» Task requirements:
Rewrite the lines from the first one through the line containing "137), (557, 199)]", substituting "pin" for each "marker" and leaving everything else unchanged. Leave the pictures out of your answer.
BEGIN Provided material
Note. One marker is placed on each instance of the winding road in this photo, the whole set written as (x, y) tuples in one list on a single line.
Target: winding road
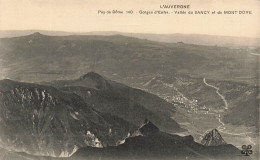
[(222, 127)]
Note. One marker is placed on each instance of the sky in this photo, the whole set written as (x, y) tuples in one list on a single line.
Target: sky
[(82, 16)]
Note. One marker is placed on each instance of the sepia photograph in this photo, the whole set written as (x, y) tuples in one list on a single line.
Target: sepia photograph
[(129, 79)]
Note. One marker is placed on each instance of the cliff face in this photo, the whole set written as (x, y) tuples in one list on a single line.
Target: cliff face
[(43, 120), (213, 138)]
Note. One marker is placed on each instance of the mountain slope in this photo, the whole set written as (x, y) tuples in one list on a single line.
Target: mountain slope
[(43, 120), (213, 138), (36, 58), (158, 145), (132, 105)]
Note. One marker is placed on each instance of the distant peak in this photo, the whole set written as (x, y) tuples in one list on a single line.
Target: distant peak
[(91, 75)]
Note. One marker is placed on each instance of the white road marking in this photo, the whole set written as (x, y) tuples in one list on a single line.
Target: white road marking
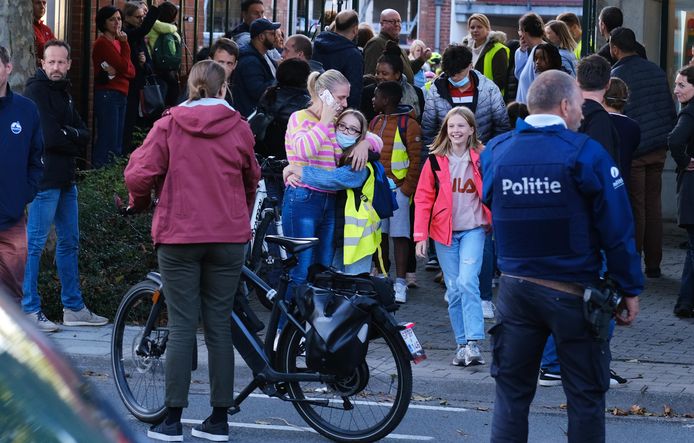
[(303, 429), (373, 403)]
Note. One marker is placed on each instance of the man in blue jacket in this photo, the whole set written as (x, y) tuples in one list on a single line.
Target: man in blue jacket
[(255, 71), (650, 104), (337, 50), (21, 146), (66, 137), (557, 199)]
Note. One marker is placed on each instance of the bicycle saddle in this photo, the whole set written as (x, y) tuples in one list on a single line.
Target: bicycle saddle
[(291, 244)]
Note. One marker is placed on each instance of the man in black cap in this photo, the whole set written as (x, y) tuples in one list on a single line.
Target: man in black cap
[(255, 71)]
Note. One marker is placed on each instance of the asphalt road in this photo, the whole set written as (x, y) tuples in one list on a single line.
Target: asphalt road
[(263, 419)]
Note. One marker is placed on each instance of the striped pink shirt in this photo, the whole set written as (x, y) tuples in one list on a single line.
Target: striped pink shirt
[(309, 142)]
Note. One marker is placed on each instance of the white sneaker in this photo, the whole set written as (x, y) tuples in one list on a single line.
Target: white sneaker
[(488, 309), (40, 321), (83, 317), (411, 279), (400, 293), (473, 356)]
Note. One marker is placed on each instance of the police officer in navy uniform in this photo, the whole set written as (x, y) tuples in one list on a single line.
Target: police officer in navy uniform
[(557, 200)]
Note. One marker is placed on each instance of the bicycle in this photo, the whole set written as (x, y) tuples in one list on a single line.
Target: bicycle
[(267, 211), (377, 391)]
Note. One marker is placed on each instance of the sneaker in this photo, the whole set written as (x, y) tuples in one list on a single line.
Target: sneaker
[(166, 432), (549, 378), (40, 321), (473, 355), (459, 358), (432, 265), (616, 381), (212, 431), (411, 279), (83, 317), (400, 293), (653, 273), (488, 309)]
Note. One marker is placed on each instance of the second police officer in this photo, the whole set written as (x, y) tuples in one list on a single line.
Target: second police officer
[(558, 200)]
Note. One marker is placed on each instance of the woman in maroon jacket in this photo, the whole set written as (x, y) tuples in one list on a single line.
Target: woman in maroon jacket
[(199, 158), (113, 71)]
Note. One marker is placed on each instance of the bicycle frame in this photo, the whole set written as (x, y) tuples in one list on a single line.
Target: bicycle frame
[(261, 206), (256, 353)]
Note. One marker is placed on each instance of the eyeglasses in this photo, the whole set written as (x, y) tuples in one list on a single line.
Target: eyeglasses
[(348, 129)]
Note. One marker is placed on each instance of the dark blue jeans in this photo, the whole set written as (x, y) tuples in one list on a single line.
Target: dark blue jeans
[(51, 206), (527, 314), (109, 111), (488, 266), (309, 213), (685, 300)]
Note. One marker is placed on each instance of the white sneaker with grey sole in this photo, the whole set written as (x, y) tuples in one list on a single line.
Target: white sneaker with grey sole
[(40, 321), (83, 317)]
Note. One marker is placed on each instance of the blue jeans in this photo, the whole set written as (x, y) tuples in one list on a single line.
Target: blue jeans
[(487, 271), (685, 299), (109, 111), (308, 213), (57, 206), (461, 263)]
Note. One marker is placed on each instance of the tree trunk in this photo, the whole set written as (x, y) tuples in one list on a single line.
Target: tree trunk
[(17, 36)]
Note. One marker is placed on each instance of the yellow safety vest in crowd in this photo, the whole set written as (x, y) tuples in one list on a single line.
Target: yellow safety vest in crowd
[(577, 51), (488, 70), (362, 226), (399, 161)]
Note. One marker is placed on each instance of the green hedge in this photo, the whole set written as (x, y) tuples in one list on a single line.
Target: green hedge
[(115, 251)]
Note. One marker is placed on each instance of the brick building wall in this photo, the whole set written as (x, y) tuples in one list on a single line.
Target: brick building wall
[(426, 28)]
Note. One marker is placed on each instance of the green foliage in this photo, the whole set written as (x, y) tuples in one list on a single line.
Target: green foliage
[(115, 251)]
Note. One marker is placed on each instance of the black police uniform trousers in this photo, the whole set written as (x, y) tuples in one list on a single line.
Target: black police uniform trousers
[(526, 314)]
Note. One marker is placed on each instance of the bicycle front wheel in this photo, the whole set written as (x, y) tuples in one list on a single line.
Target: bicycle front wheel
[(137, 363), (363, 407)]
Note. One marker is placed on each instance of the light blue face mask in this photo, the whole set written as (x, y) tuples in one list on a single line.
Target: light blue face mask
[(460, 83), (344, 140)]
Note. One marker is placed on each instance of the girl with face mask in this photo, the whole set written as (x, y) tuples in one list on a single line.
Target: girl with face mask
[(311, 140), (351, 128)]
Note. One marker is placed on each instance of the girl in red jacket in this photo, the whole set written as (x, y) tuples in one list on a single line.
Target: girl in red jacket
[(449, 209)]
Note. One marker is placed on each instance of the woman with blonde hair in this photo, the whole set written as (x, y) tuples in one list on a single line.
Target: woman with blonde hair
[(558, 34), (311, 140), (449, 209), (199, 159), (489, 52), (416, 49)]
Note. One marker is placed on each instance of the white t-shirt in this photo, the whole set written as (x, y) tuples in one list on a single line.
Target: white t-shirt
[(467, 208)]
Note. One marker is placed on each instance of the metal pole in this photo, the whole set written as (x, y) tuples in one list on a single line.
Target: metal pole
[(226, 16), (437, 29), (210, 25), (195, 28)]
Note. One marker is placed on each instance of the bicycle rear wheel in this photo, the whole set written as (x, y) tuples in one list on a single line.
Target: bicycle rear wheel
[(378, 391), (139, 374)]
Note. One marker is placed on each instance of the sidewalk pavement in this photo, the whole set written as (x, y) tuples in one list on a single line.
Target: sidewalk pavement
[(654, 354)]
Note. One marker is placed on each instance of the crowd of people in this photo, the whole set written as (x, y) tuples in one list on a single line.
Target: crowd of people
[(521, 158)]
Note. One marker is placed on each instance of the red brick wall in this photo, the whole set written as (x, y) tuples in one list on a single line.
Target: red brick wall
[(427, 23)]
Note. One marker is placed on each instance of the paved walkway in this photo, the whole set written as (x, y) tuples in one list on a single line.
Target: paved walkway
[(655, 353)]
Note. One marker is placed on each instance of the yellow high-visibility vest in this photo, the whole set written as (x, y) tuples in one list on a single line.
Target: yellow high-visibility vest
[(362, 233), (489, 57), (399, 161)]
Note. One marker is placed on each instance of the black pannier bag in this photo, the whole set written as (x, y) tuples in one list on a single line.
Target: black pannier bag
[(337, 337), (381, 289)]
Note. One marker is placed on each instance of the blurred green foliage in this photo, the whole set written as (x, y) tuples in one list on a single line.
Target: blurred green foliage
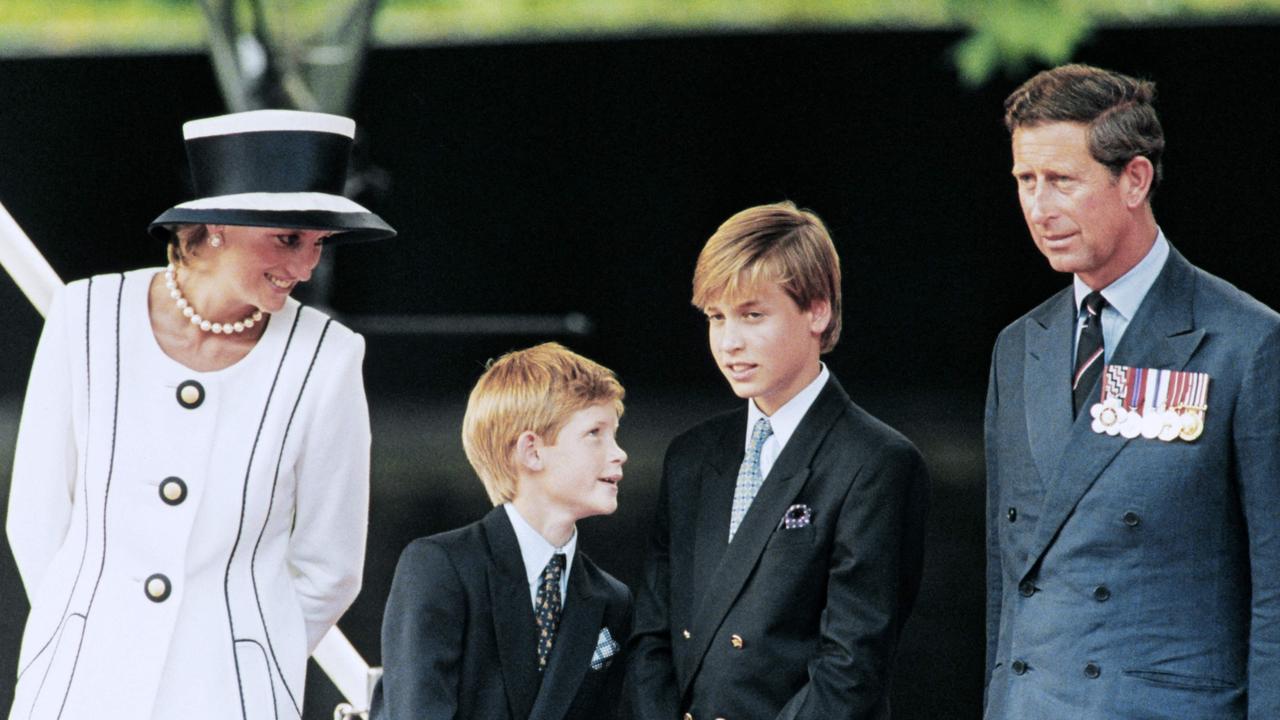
[(1002, 35)]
END Provided material
» Task result:
Note. One pin is placed on each instance of the winding road in this photo, the whole set written as (x, y) tuples in one list on a single line.
Target: winding road
[(222, 127)]
Note. One pin is placed on each instance of the sky in this photo, the whole set written as (x, y) tuples in one list on a single line.
Target: sky
[(82, 16)]
Note. One pin is placed on each instance of the sepia photograph in this photo, the whole set written as (x, y) tuples in one list on a single line.
Target: sepia photograph
[(129, 79)]
Note. One pin is placed on each instance of the cliff face in this photo, the whole set written as (x, y) tuples in one list on a single line.
Target: cliff face
[(43, 120), (213, 138)]
Note. One pin is placed on each instance of the mountain slope in this photo, the whole set written as (x, y) tuples in one list on a single line.
Target: mountain slope
[(43, 120), (213, 138), (36, 58), (158, 145), (132, 105)]
Note. One pin is placed on each instance of the distant peak in this photo, the whole set written as (x, y) tuples in one list on a single line.
Target: distant peak
[(91, 75)]
Note. One pin is placed on each instance of the white road marking in this photo, the whole set written as (x, y) tuples in one list on a single line.
Target: white road marking
[(303, 429), (373, 403)]
Note. One pin is placed on each instance of the man in blue jacket in this photo, the whole set written as (x, y) tuples in one list on a single line.
Target: man in blue jacket
[(255, 71), (650, 104), (337, 50), (21, 146), (66, 137), (557, 199)]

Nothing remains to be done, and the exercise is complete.